DATASET RECORDS
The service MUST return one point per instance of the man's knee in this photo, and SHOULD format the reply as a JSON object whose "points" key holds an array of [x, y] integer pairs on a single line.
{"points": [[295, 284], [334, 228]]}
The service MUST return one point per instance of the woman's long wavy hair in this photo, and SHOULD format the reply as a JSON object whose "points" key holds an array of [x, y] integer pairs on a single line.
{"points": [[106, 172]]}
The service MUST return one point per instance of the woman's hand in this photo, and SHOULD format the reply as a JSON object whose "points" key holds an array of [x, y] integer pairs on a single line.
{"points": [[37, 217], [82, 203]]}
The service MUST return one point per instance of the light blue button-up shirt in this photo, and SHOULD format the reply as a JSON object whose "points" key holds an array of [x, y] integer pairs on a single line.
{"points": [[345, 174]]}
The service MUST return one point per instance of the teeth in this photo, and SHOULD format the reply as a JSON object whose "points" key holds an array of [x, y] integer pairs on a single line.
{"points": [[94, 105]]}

WHAT THE TASK REQUIRES
Everything from the line containing "the woman's long" to the last line of the entries above should be quoted exactly, and only that.

RESPONSE TO THIS EXERCISE
The service MUST return one point per instance of the woman's long wavy hair in this photo, and SHOULD format the reply as a JSON object whose "points" key holds an array of [x, y] integer pairs on a single line.
{"points": [[106, 172]]}
The service MUST return one point per instance of the woman's hand in this photo, and SHOULD format the reply as a JSON object whose "points" key holds an array of [x, y] integer pairs on a single line.
{"points": [[37, 217], [82, 203]]}
The service MUST return one point per instance of the light blue button-up shirt in this photo, and SHOULD format the reply as a JSON object whose "points" key holds an array of [x, y] integer pairs on a single line.
{"points": [[345, 174]]}
The service MUST return one point per instance of the teeth in this photo, and SHOULD format the reply as a JSON object whose "points" key holds an array of [x, y] integer pairs on a single line.
{"points": [[94, 105]]}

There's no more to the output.